**EXERCISE DETAILS:** Return every line of the material below verbatim, in its original order.

Start

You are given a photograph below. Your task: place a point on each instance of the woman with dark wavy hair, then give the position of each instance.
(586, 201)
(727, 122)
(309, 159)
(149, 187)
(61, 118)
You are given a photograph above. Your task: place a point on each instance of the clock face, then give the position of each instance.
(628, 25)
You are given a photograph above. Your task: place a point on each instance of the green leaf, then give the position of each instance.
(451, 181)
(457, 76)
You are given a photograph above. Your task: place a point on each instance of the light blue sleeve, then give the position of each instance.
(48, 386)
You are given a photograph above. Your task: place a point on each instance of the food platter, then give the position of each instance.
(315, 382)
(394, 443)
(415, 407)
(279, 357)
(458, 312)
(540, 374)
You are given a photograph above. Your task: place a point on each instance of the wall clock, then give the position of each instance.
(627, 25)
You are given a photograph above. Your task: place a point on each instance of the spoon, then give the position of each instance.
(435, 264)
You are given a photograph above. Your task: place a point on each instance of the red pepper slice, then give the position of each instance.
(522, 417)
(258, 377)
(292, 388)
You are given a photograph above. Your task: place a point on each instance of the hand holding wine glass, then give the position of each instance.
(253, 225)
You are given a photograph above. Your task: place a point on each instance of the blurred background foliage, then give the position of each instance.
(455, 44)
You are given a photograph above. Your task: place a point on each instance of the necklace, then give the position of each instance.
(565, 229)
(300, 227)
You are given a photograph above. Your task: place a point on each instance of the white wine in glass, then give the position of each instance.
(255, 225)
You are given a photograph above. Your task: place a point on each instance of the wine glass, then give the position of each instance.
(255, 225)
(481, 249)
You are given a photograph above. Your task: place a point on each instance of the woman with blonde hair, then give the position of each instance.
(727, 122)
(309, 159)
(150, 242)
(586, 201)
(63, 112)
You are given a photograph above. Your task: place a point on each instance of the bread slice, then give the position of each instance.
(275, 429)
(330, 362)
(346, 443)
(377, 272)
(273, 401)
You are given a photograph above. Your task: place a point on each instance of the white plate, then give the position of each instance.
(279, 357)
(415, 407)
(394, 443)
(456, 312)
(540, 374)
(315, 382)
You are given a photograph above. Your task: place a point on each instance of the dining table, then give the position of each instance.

End

**RESULT FOR THIS EXERCISE:**
You are given a photograph below. Your task: place a point on each instance of the woman with dark wavy hair, then give the position of each instance.
(586, 201)
(727, 122)
(309, 159)
(149, 187)
(61, 118)
You are given a photograph above. Your task: place a point on each instance of the clock face, then give the position of each instance.
(628, 25)
You are given a photograph above. Your task: place a point on each instance of the green leaf, then give the position of each instance.
(451, 181)
(457, 76)
You are given a photograph above. Your task: place a point on each instance of the light blue sleeve, then give the position of each instance.
(48, 386)
You are given a photograph above. Your task: place a point on each instance of the food platter, then give the position of each instance.
(315, 382)
(394, 443)
(415, 407)
(279, 357)
(458, 312)
(540, 374)
You are given a photograph above. Your task: place a point on each instance of the wall clock, then give the position of each instance.
(627, 25)
You are given a photograph above. Your task: place a point on each instance of the spoon, then give the position of each instance.
(435, 264)
You are given a photograph above. Your task: place a point on each instance of the red pepper slice, then give the position of each instance.
(522, 417)
(258, 377)
(292, 388)
You are given a photograph above. Your task: place a point on each instance of the hand holding wine glass, then give the position of each instance.
(253, 225)
You are given a photograph above. Your task: place a point on each instance of the blurred background foliage, then give the position of each instance.
(455, 44)
You are given a photograph above. Your task: place a point on each instance of the necklace, then give the position of each instance.
(565, 229)
(300, 227)
You are given a photograph above. Your task: place a point on each instance of the white wine in glass, then give the position of each instance.
(255, 225)
You are given a photograph above. Your task: place a point on each instance of the wine glass, then give the position of each instance.
(255, 225)
(481, 249)
You are given a photograph above. Your task: place a point on each instance of the woman with blonde hair, then give the position of each instance.
(727, 122)
(309, 159)
(150, 242)
(586, 201)
(63, 112)
You are given a photograph above. Your task: place a point on each instance of the bread slice, then give the position of each instance.
(275, 429)
(330, 362)
(346, 443)
(377, 272)
(273, 401)
You are given a photograph above. Your task: place a point on each instance of the white plate, then give the position of each instance.
(279, 357)
(415, 407)
(394, 443)
(456, 312)
(540, 374)
(315, 382)
You are given a photograph above. Your task: place a point on each instance of the dining table, then give the position of each instance.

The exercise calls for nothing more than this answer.